[Point placement records]
-- START --
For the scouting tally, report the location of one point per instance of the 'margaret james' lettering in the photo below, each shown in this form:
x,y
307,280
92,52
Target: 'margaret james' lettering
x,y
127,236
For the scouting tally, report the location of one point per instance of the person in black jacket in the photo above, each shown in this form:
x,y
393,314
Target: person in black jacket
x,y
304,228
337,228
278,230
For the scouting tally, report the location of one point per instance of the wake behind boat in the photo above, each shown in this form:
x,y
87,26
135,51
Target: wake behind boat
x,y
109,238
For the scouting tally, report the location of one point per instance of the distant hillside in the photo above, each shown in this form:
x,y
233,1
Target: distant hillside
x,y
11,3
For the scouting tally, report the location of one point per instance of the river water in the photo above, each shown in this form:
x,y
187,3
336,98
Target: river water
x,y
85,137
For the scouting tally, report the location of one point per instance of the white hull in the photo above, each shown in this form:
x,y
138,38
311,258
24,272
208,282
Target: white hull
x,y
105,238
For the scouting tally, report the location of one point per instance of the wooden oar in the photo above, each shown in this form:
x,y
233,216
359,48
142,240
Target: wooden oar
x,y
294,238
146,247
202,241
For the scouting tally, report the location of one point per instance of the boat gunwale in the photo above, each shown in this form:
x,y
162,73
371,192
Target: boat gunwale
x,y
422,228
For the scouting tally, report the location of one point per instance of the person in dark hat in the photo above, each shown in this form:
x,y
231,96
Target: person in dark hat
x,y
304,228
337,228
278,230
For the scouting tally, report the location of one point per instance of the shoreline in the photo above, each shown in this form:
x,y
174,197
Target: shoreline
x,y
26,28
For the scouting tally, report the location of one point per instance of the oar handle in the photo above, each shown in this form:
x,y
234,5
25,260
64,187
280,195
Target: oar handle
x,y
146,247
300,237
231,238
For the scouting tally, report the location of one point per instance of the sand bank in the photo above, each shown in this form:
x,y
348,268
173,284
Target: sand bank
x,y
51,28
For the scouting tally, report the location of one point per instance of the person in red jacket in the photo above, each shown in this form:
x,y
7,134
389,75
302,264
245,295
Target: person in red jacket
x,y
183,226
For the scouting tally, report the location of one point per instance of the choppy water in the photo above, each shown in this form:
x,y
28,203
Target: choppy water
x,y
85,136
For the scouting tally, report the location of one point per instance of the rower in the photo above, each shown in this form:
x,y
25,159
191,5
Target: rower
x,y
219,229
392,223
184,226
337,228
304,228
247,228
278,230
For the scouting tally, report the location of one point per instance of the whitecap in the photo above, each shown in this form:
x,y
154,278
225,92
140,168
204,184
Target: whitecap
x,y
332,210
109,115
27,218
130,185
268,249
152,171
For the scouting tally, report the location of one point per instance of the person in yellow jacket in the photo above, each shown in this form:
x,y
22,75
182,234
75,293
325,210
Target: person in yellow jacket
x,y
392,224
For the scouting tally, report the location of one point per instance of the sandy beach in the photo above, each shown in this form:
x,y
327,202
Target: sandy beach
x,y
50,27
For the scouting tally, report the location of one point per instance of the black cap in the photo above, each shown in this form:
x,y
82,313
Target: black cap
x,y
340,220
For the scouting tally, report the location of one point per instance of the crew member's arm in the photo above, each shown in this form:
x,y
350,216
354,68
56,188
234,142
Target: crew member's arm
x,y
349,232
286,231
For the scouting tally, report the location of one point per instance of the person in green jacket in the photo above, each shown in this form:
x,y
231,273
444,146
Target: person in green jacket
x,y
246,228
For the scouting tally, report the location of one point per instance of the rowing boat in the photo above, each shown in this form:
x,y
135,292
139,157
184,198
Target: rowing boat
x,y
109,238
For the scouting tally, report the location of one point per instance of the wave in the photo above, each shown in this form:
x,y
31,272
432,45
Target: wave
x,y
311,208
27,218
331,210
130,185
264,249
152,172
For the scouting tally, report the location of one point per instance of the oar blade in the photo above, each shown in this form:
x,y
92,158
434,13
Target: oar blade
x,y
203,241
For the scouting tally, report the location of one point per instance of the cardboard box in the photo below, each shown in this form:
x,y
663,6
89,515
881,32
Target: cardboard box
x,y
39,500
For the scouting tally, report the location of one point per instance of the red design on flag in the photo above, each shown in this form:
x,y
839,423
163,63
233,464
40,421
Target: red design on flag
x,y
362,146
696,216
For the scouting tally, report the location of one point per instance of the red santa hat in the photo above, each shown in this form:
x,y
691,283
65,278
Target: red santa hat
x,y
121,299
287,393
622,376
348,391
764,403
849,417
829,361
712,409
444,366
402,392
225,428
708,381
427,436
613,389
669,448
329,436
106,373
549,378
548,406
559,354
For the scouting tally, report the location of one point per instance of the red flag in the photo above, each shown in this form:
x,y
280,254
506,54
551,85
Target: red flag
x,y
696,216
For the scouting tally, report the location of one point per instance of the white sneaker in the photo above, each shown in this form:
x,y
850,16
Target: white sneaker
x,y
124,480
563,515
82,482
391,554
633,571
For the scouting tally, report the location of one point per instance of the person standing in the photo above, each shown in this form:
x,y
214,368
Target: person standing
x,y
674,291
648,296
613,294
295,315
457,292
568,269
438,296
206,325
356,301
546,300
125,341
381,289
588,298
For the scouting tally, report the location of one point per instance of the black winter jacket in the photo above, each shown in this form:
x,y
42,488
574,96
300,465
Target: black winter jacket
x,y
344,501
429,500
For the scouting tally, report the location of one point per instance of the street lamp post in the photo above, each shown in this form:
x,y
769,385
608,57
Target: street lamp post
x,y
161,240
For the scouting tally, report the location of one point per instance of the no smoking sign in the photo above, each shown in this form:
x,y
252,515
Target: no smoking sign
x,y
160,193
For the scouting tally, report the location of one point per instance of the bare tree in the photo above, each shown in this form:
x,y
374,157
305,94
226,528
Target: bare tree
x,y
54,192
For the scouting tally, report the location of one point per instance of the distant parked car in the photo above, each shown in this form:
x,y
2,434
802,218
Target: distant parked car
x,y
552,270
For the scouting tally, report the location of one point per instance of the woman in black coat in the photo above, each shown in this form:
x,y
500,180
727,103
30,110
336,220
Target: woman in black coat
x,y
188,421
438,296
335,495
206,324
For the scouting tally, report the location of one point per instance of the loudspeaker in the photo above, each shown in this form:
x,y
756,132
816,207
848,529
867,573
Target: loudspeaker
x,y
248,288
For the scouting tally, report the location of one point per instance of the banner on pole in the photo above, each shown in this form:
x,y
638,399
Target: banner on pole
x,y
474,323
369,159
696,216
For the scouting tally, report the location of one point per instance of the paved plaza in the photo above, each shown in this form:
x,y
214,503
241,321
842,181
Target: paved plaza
-- END --
Your task is to transcribe the material exactly.

**Answer for the task**
For the scouting tally, report the location of one point per instance of the 'margaret james' lettering in the photo below, each shown in this form:
x,y
307,280
92,52
Target: 'margaret james' lettering
x,y
127,236
For the scouting tally, report the location of one point per instance of the person in black jacket in the photo above, each shown in this form:
x,y
393,314
Target: person in black jacket
x,y
304,228
337,228
278,230
For the scouting tally, report the location of one point per instance of the wake behind boat in the photo above, each shown in this form:
x,y
87,26
135,51
Target: wake behind boat
x,y
109,238
For the scouting tally, report the location of one point per instance of the distant hillside in the photo above, each shown in this form:
x,y
233,1
Target: distant hillside
x,y
11,3
For the scouting tally, report the location of one point per instance of the river water in the photo above, each shown in this form:
x,y
187,3
336,98
Target: river water
x,y
85,137
For the scouting tally, report the location of one point per instance of the white hull in the photo above, each shown in this form:
x,y
138,38
311,258
24,272
208,282
Target: white hull
x,y
105,238
For the scouting tally, report the location of one point per instance of the wooden oar in the photo above, each shown in this form:
x,y
233,216
359,48
142,240
Target: wooden oar
x,y
294,238
146,247
202,241
For the scouting tally, report the location of one point per instance of the boat gunwale in the photo above, each shown in this form:
x,y
162,73
371,192
Target: boat gunwale
x,y
422,228
For the scouting tally, report the location of one point per instance of the person in dark hat in the photo above, each shown in this form:
x,y
231,96
Target: person in dark hat
x,y
304,228
337,228
278,230
For the scouting tally, report the location of one point per instance of the shoreline in the photo above, each shown in this form:
x,y
174,197
Target: shoreline
x,y
26,28
For the scouting tally, report the location of one point per instance of the oar handle in the photo above, each shown in this form:
x,y
234,5
25,260
64,187
280,195
Target: oar handle
x,y
146,247
300,237
231,238
For the scouting tally, report the location of one point per instance of the sand bank in the photo above, each shown in this form:
x,y
348,268
173,284
Target: sand bank
x,y
51,28
For the scouting tally, report the location of one point per instance of the person in red jacket in the photo above, each shown in this form:
x,y
7,134
389,75
302,264
245,295
Target: person in red jacket
x,y
183,226
For the scouting tally, report the location of one point per instance of the choppy water in the photo above, each shown in this form:
x,y
28,203
Target: choppy water
x,y
85,136
For the scouting tally, report the location of one point per instance of the rower in the photo above, each shown in this form:
x,y
25,159
191,5
Target: rower
x,y
219,229
392,223
184,226
337,228
304,228
247,228
278,230
For the scouting tally, report the location of one point per instance of the whitecap in the photo above, each shown in this form:
x,y
154,278
225,92
140,168
204,184
Target: whitecap
x,y
332,210
109,115
27,218
130,185
268,249
152,171
For the scouting tally, report the location of one point per instance of the person in yellow jacket in the photo above, each shown in this form:
x,y
22,75
182,234
75,293
325,210
Target: person in yellow jacket
x,y
392,224
For the scouting tally, report the location of one point per instance of the sandy beach in the photo above, each shown in this form:
x,y
327,202
Target: sandy beach
x,y
50,27
For the scouting tally, report the location of one point per instance of the black cap in the photo above, each shown in this form:
x,y
82,313
Target: black cap
x,y
340,220
For the scouting tally, report the location of one point per instance of the crew member's arm in the photo above, each shown in this form:
x,y
350,216
354,68
56,188
234,142
Target: crew member's arm
x,y
349,232
286,231
For the scouting tally, report the location of one point per instance of the person in green jacket in the photo above, each shown in this form:
x,y
231,273
444,146
Target: person in green jacket
x,y
246,228
For the scouting tally, report the location of one point per instance of the rowing boat in the photo above, each shown in this form:
x,y
135,292
139,157
184,198
Target: rowing boat
x,y
109,238
For the scouting tally, report the location of one point per instance of the wave in the photo above, each shown in this form:
x,y
31,272
432,45
Target: wave
x,y
311,208
27,218
331,210
130,185
264,249
152,172
For the scouting tally, report the location of one point per instance of the oar blade in the photo above, each shown in this form:
x,y
92,158
434,13
Target: oar blade
x,y
203,241
For the scouting tally, report the location of one point per instance of the cardboard box in the photo below, each shown in this form:
x,y
663,6
89,515
881,32
Target: cardboard box
x,y
39,500
For the scouting tally, report the location of one point per instance of the red design on flag in the photo above, each shown in this form:
x,y
839,423
163,63
233,464
40,421
Target: red design on flag
x,y
362,146
696,216
For the scouting tally, report the location of one point per instance of the red santa hat in the photo above, each shown in this form:
x,y
691,283
65,278
Target: red santa hat
x,y
121,299
287,393
622,376
348,391
764,403
849,417
829,361
712,409
444,366
402,392
225,428
708,381
427,436
613,389
669,448
329,436
106,373
549,378
548,406
559,354
For the scouting tally, report the location of one point per instance of the red flag in the photo above, each shown in this form:
x,y
280,254
506,54
551,85
Target: red flag
x,y
696,216
For the scouting tally, report the location of one point per instance of the white sneaker in the photo above, each shown in this form:
x,y
850,16
Target: white sneaker
x,y
124,480
563,515
82,482
391,554
633,571
For the scouting tally, report the location of one point per instance of the person standing in the photo above, each shown in this form:
x,y
214,368
Target: person standing
x,y
674,291
648,296
613,294
295,315
457,292
568,269
438,296
206,325
356,301
546,300
125,341
381,289
588,298
For the scouting tally, report the location of one point per instance of the black winter jacket in the photo above, each shown in this form:
x,y
42,488
574,96
300,465
Target: black winter jacket
x,y
344,501
429,500
For the scouting tally, report the location of one point per instance of the street lamp post in the photo above, each shown in this form:
x,y
769,385
608,57
Target: street lamp post
x,y
161,240
For the scouting tally, report the location of one point per instance of the no smoking sign in the photo above, each shown in this form:
x,y
252,515
Target: no smoking sign
x,y
160,193
For the scouting tally, report the location of one point per instance of the bare tree in the photo above, each shown in this form:
x,y
374,157
305,94
226,528
Target: bare tree
x,y
54,192
For the scouting tally, report the location of one point per instance of the distant parked car in the photo above, each shown in this form:
x,y
2,434
802,218
Target: distant parked car
x,y
552,270
For the scouting tally, report the location of one point per instance of the woman in black coat in the photo above, each shown in this form:
x,y
500,180
727,103
30,110
336,220
Target: woman in black coat
x,y
188,421
438,296
335,495
206,324
For the scouting tally, report the location of one point per instance of the loudspeaker in the photo above, each shown in this form:
x,y
756,132
816,207
848,529
867,573
Target: loudspeaker
x,y
248,288
For the scouting tally, report the location of one point per instance of the banner on pole in the photo above, each shown in this form:
x,y
638,399
Target: banner on pole
x,y
474,323
369,159
696,216
For the scouting tally, report the location of one point per instance of the paved plaza in the photo above, each shown in this form:
x,y
214,503
241,321
842,181
Target: paved plaza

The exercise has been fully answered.